Jean François, L’Humanologue
IL me semble que ma première pensée « consciente » a été : « Lève-toi plus doucement, tu vas avoir des vertiges. »
Penser à l’autre ou penser à soi ? Ce matin c’était vers l’autre que mes pensées allaient. Au milieu de toutes ces choses à faire le matin pour se préparer, pour ne pas être en retard, pour choisir sa tenue (ah la météo mince il faut que je regarde !), maquillage, parfum, café, clope , ben non j’ai arrêté !!!!. J’ai décidé de me mettre en pause. J’en ai de la chance de pouvoir penser à toutes ses choses futiles : cette femme qui a perdu son mari au Mali à quoi elle pense elle ? Ces victimes qui témoignent après avoir vécu l’horreur aux terrasses des cafés, à quoi elles pensent elles ? peuvent-elles encore penser à ces petites choses ? puis je me suis souvenue : lorsque j’ai perdu des gens que j’aimais j’ai mis longtemps à repenser à des choses sans y penser, à laisser vagabonder mon esprit, à m’accorder le droit de penser à tout et à rien. Puis petit à petit c’est revenu, tranquillement, doucement. Alors ce matin j’ai pensé que c’était chouette de penser…
Bonjour à toi mon sujet de pensée ce matin alors que les premiers frimas viennent nous donner l’occasion de penser différemment fort justement.
Il sera déjà nécessaire sans aucun doute de réajuster nos tenues de sorties et vérifier la mise en route de notre chauffage qui devra tenir compte des nouveaux tarifs de l’énergie que nous avions pour habitude de consommer selon notre propre budget.

DONNÉES DE L'EXERCICE:
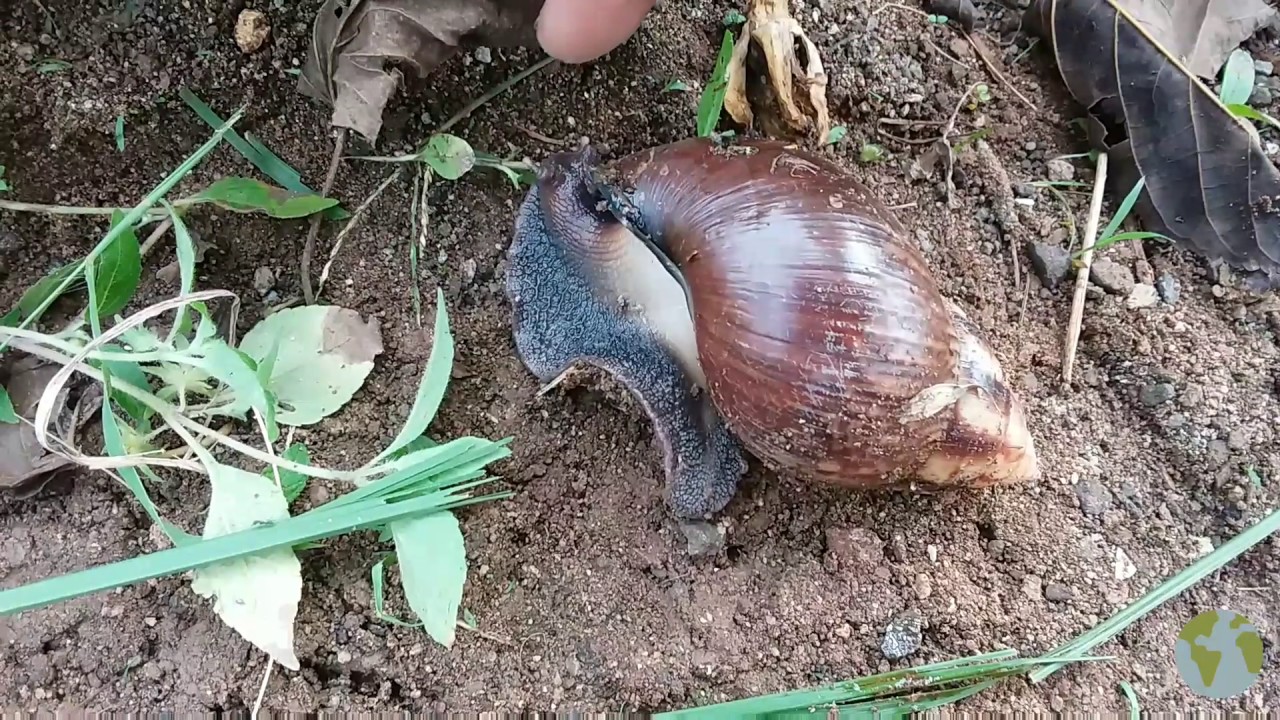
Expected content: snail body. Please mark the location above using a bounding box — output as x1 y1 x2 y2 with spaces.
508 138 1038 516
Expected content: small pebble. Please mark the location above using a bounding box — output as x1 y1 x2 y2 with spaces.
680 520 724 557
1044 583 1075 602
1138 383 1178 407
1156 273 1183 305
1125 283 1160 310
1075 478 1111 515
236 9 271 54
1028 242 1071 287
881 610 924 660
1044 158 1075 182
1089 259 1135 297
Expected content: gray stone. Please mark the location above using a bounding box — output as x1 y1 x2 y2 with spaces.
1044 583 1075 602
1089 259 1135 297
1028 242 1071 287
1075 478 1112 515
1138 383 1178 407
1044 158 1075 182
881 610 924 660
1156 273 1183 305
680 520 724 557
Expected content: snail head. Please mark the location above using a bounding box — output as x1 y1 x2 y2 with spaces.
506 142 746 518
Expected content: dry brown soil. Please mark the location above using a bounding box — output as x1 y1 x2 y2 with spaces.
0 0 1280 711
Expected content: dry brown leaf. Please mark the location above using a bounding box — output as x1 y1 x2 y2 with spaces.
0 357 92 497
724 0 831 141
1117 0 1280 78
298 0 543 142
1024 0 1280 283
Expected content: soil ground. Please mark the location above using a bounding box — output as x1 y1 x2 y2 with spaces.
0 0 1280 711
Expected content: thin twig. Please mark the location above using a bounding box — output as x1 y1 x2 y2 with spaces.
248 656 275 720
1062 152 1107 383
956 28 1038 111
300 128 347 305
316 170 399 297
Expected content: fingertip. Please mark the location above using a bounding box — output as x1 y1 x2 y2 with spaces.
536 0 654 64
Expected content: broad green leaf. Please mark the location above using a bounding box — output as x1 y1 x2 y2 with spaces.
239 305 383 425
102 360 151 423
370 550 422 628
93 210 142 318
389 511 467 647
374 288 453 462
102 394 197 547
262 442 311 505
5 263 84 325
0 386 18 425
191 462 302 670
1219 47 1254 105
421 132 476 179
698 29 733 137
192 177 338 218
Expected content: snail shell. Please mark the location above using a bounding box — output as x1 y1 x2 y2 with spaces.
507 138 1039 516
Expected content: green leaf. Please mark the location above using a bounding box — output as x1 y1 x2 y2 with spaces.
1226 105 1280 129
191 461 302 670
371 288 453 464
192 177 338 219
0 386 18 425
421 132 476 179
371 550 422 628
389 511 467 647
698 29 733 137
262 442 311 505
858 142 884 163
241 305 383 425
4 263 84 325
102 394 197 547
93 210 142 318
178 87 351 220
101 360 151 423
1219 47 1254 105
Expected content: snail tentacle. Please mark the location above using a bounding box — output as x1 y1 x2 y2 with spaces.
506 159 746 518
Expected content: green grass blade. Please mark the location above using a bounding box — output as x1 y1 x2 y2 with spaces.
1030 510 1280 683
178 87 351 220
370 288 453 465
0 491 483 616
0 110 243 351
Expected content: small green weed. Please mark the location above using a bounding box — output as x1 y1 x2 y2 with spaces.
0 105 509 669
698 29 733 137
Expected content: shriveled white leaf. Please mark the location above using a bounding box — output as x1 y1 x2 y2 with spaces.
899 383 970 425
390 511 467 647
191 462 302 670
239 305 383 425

---

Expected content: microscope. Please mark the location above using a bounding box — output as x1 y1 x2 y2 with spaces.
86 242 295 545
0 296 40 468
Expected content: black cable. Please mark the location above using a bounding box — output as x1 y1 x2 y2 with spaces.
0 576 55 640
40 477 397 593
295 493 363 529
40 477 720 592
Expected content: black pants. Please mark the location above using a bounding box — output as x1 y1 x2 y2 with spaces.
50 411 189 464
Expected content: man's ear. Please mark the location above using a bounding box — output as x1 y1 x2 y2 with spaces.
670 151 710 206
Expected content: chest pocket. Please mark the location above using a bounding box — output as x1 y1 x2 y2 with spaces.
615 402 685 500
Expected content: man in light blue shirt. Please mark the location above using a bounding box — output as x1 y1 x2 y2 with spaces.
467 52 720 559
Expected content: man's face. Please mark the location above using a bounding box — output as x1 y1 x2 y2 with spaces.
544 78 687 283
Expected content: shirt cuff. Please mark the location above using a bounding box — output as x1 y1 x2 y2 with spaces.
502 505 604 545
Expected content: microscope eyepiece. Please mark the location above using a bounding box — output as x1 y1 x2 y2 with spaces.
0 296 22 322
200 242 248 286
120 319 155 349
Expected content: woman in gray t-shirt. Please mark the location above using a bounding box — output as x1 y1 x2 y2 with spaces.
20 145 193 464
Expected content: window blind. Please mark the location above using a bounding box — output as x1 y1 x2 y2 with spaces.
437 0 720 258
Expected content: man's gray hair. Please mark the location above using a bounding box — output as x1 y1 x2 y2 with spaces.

CONSIGNES DE L'EXERCICE:
- 1) Dans le texte sur les pensées du matin, quelle a été la première pensée « consciente » de la personne qui écrit ?
- 2) Poursuivez le texte sur les pensées du matin à partir de sa dernière phrase.

CORRIGÉ:
- 1) « Lève-toi plus doucement, tu vas avoir des vertiges. »

- 2)
Étant à la retraite depuis de nombreuses années, les contraintes du boulot-métro-dodo ne sont plus à l’ordre du jour ou tout du moins se sont axées sur celles qui incombent à nos enfants.
Bref, la pensée s’est faite plus humaniste depuis l’arrêt de mes activités professionnelles car l’esprit est devenu plus disponible pour faire un retour sur les textes moralistes qui nous étaient enseignes à l’école primaire. Nous pouvons enfin disposer de tout notre temps pour approfondir quantités de mots.
La philosophie est devenue une source à explorer pour alimenter fort justement le monde de nos nombreuses pensées.
Etant atteint d’une maladie lourde et douloureuse, il m’est difficile de m’évader en pensée de ce corps fardeau. Certes, chaque matin, j’espère trouver au cours de la journée, pouvoir m’évader par la lecture ou par l’écoute d’une de mes oeuvres musicales préférée. SHUBERT – MOZART…
musique ancienne
Bonjour,
Lecteur assidu de Sciences Humaines, je me fais un plaisir de répondre à cette question incongrue mais tellement IMPORTANTE, à la fois indiscrète, banal mais symptomatique de notre existence.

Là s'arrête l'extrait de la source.